Dame Carol Ann Homden (born 9 April 1960) is Chief Executive of the Thomas Coram Foundation for Children (known as Coram), the first and longest-continuing children's charity. She is also Chair of the board of Diabetes UK. and a trustee of the Association for Child and Adolescent Mental Health (ACAMH).

== Early life and education ==
Homden was born in Shrewsbury, Shropshire to Dick and Beryl ( Kinnersley) Homden. Dick Homden was managing director of Salop Design, a tool pressings business he had founded in 1960. He served as director of Walsall FC and Birmingham City FC, before becoming chairman of Wolverhampton Wanderers FC.

Carol Homden attended Shrewsbury High School from 1964 to 1978, where she was elected head girl. In 1978 she attended the University of East Anglia, graduating with a 2:1 in English Literature. Her doctoral thesis (1986) was published by Cambridge University Press as The Plays of David Hare.

== Career ==
In 1985, Homden joined the Polytechnic of North London (PNL) as Public Relations Officer. She left to join the Polytechnic of Central London (PCL) in 1987 as Director of Corporate Communications, later becoming its Director of Marketing and Development. It was during her tenure that she oversaw its rebranding from Polytechnic to become the University of Westminster. She was also the Coordinator of the Coalition of Modern Universities.
^^^^^^^^^^^^^^^^
* _Task statement_:
Continue the biography of Carol Homden from the point where it stops.

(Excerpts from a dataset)
^^^^^^^^^^^^^^^^
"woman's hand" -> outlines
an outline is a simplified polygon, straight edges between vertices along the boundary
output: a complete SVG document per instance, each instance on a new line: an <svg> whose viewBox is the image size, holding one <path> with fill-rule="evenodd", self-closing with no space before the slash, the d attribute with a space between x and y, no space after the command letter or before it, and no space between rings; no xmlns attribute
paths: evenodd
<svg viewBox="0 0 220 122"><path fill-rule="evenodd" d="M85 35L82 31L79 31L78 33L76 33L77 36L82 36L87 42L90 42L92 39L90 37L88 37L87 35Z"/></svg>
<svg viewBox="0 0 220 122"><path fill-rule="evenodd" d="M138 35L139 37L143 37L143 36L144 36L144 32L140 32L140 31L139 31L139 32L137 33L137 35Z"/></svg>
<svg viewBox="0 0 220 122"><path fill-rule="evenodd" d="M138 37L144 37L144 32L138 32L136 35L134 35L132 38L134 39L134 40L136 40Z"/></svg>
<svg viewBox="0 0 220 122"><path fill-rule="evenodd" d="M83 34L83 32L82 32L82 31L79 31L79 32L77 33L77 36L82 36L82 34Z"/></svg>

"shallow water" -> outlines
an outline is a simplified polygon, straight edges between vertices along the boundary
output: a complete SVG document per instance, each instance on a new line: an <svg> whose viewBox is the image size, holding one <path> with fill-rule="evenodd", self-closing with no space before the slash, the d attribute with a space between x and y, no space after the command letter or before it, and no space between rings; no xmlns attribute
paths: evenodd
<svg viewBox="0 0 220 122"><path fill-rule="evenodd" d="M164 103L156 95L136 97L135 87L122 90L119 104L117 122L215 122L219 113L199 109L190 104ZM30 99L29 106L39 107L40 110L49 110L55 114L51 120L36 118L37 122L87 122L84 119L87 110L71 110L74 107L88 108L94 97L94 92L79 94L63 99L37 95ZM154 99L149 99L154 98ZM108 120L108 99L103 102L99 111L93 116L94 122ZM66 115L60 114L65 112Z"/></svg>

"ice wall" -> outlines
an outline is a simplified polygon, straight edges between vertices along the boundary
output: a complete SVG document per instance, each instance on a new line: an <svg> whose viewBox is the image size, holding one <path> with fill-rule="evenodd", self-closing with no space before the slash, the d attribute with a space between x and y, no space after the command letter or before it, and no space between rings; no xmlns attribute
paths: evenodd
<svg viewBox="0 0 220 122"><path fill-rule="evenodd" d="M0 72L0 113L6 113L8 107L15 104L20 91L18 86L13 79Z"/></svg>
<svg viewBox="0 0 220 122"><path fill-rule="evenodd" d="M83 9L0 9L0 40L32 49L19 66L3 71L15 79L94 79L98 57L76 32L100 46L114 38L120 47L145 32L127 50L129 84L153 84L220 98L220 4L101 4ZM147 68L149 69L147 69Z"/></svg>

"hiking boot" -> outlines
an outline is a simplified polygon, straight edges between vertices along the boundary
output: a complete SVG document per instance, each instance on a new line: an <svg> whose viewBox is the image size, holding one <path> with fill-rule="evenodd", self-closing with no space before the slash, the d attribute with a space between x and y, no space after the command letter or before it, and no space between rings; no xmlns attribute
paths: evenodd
^^^^^^^^^^^^^^^^
* _Response_:
In 1999, she became Commercial Director at the British Museum, where she oversaw the launch of the Great Court. In 2003 Homden joined the Prince's Trust as Commercial Director. She joined the Thomas Coram Foundation for Children as Chief Executive in 2007.

== Professional development ==
Homden was Chair of the Avenues Trust from 2005–2010, and Chair of the National Autistic Society from 2011–2021. She served on the Youth Justice Board for England and Wales from 2014–17. She drove the amalgamation of multiple organisations to form the Coram Group, raising their turnover from £6.5m to over £25m. She has also led the development of the Coram Institute for Children, which was recognised as an Independent Research Organisation in 2025

== Awards ==
Homden was awarded Commander of the Order of the British Empire (CBE) in 2013, for services to children and families, and was elevated to Dame Commander of the Order of the British Empire (DBE) in the 2026 New Year Honours.